»»

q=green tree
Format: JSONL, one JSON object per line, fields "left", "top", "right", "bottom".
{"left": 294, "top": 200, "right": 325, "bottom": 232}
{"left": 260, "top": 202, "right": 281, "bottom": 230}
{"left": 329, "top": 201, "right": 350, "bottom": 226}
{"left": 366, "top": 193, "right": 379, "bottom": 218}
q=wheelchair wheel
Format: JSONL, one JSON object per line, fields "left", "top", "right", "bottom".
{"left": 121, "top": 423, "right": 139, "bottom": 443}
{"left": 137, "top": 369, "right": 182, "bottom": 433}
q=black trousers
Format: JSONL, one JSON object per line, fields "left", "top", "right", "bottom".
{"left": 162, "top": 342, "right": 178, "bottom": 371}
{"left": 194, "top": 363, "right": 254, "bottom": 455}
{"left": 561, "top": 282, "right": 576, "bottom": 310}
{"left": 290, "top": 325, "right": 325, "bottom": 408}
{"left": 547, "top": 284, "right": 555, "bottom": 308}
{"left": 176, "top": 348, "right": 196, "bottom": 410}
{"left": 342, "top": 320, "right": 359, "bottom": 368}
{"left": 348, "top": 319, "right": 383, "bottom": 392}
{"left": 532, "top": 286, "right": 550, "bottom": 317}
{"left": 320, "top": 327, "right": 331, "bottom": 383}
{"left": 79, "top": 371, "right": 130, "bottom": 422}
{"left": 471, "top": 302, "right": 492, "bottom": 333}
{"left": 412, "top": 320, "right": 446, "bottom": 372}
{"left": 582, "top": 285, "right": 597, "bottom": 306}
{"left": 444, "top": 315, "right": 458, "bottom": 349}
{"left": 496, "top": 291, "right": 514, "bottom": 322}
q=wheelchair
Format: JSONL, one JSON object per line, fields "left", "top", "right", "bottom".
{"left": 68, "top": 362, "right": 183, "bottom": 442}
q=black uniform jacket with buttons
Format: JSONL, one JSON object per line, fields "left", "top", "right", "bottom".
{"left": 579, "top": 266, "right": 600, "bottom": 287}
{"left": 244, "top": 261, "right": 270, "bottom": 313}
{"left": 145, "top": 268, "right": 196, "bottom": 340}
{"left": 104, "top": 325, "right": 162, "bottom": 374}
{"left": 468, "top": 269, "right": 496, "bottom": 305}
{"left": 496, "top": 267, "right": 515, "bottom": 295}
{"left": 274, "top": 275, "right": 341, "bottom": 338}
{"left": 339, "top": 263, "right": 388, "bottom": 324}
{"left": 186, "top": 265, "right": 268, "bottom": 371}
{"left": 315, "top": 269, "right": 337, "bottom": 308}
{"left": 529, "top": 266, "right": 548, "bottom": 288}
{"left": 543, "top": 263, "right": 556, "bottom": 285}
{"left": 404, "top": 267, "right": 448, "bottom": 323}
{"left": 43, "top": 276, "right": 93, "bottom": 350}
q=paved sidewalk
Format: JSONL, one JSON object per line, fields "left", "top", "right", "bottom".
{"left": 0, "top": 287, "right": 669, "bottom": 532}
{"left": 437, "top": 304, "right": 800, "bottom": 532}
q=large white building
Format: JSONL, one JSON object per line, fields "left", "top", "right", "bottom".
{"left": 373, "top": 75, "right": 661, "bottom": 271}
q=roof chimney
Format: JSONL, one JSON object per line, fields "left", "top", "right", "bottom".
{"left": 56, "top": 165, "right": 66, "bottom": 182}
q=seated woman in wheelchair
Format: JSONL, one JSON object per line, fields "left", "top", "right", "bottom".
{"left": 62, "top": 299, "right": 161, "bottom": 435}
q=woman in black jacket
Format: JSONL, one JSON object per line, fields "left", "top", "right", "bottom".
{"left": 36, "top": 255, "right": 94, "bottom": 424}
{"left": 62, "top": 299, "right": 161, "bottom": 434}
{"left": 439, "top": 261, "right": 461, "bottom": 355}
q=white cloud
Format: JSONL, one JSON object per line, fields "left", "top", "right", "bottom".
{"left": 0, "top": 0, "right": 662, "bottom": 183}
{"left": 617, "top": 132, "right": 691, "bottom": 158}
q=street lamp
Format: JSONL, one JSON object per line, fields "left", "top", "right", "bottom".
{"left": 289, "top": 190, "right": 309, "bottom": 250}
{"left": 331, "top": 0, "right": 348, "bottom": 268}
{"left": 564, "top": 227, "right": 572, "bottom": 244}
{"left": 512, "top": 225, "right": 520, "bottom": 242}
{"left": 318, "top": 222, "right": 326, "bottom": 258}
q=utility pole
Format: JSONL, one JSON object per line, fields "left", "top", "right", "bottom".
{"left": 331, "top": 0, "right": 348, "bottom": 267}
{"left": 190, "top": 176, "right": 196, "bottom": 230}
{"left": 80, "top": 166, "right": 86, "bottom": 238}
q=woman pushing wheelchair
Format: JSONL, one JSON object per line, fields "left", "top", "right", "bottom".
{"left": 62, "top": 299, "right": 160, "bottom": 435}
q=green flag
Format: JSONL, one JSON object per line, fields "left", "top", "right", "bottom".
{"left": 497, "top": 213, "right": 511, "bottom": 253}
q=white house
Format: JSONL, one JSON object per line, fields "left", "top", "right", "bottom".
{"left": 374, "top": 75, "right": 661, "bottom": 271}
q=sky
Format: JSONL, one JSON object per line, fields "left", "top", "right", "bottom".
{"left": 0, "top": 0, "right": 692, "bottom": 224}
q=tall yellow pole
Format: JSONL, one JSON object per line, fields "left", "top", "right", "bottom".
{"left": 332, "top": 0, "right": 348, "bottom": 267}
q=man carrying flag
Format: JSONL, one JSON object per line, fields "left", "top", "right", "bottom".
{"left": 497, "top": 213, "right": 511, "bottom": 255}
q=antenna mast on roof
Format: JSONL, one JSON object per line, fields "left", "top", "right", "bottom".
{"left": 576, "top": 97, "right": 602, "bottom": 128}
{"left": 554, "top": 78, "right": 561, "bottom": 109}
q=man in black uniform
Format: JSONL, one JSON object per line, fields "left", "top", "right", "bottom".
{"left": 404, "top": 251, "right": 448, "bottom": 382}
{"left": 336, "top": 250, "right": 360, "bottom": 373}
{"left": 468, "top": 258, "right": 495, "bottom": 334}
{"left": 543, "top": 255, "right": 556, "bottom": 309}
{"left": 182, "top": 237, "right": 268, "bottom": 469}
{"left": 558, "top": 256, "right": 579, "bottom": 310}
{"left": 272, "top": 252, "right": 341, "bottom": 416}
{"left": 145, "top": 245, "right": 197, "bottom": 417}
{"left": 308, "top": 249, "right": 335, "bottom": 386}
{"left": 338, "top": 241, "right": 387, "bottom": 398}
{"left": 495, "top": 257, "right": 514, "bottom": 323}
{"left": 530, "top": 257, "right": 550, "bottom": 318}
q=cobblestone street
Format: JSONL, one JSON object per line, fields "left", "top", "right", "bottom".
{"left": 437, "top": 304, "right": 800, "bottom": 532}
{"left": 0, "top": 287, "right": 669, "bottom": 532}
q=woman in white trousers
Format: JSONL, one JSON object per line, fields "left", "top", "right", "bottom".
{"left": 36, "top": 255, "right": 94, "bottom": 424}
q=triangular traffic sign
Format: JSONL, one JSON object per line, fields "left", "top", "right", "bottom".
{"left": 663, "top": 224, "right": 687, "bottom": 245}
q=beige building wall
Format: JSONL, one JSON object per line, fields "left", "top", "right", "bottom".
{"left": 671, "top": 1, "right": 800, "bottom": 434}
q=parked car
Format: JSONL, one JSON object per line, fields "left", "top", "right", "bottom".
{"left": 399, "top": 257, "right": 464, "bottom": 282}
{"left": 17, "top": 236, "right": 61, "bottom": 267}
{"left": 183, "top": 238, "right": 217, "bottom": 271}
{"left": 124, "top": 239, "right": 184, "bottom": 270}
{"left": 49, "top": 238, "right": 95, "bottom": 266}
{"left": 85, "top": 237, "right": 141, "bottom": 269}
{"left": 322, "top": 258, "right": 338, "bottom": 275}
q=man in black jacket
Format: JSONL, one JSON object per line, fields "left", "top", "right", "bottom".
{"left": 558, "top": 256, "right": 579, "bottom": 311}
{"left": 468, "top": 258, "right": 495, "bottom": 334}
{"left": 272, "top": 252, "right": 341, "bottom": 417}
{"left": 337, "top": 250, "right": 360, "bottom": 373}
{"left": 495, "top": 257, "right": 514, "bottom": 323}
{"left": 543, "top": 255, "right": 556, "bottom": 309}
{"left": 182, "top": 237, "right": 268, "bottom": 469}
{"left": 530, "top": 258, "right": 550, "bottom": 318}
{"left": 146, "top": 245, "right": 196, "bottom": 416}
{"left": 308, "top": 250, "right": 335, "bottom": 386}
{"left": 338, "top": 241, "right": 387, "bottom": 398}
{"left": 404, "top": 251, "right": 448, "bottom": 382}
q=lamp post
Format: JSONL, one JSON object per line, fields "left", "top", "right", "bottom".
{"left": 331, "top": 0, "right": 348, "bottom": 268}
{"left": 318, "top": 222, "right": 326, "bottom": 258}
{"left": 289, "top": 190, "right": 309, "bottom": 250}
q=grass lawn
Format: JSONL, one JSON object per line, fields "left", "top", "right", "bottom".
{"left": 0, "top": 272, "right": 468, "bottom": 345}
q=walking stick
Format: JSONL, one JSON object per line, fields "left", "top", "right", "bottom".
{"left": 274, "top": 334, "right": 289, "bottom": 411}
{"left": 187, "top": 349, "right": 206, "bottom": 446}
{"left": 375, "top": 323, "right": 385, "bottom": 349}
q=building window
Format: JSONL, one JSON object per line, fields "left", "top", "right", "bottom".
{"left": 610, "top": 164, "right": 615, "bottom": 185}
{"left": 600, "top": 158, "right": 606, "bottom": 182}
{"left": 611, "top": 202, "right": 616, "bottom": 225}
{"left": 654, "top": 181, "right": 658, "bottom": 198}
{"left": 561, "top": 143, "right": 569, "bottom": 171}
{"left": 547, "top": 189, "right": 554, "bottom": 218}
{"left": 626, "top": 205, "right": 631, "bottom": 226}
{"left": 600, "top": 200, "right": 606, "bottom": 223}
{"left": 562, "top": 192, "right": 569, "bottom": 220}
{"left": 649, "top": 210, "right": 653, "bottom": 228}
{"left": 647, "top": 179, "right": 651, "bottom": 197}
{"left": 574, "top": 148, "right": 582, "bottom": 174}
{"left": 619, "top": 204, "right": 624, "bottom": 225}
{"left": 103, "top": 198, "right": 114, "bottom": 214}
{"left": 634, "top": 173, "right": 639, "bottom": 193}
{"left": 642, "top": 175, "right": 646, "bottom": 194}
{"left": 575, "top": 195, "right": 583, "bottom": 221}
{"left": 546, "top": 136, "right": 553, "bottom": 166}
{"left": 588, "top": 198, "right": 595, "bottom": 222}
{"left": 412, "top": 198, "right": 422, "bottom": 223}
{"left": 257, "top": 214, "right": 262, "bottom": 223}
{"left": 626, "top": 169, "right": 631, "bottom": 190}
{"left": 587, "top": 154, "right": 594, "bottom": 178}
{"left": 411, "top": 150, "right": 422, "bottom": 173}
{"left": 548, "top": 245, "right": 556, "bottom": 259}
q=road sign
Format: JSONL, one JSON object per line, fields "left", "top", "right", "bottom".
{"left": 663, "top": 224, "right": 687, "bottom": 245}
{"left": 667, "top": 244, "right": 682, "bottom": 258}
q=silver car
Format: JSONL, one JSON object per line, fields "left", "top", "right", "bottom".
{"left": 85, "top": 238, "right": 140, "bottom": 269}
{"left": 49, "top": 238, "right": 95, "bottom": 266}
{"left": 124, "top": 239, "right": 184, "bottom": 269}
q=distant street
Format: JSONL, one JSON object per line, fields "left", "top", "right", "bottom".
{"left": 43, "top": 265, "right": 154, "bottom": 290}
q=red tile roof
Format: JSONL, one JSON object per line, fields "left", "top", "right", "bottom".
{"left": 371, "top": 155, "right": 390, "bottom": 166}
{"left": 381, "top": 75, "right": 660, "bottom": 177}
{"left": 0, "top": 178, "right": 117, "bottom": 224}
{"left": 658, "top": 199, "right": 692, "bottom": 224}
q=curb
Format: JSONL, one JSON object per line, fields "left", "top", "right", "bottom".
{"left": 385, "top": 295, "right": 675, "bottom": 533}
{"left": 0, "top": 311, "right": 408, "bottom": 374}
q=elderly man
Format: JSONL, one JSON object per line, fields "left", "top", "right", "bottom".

««

Once you find the line with "q=parked car" above, print it and every line after it up to and including the line with "q=man in black jacket", exactly as written and nothing else.

• [Problem solution]:
q=parked car
Format: JSONL, one JSON object per line, fields "left", "top", "right", "bottom".
{"left": 399, "top": 257, "right": 464, "bottom": 282}
{"left": 17, "top": 236, "right": 61, "bottom": 267}
{"left": 183, "top": 238, "right": 217, "bottom": 271}
{"left": 124, "top": 239, "right": 184, "bottom": 270}
{"left": 49, "top": 238, "right": 95, "bottom": 266}
{"left": 85, "top": 237, "right": 141, "bottom": 269}
{"left": 322, "top": 258, "right": 338, "bottom": 275}
q=man in black jacket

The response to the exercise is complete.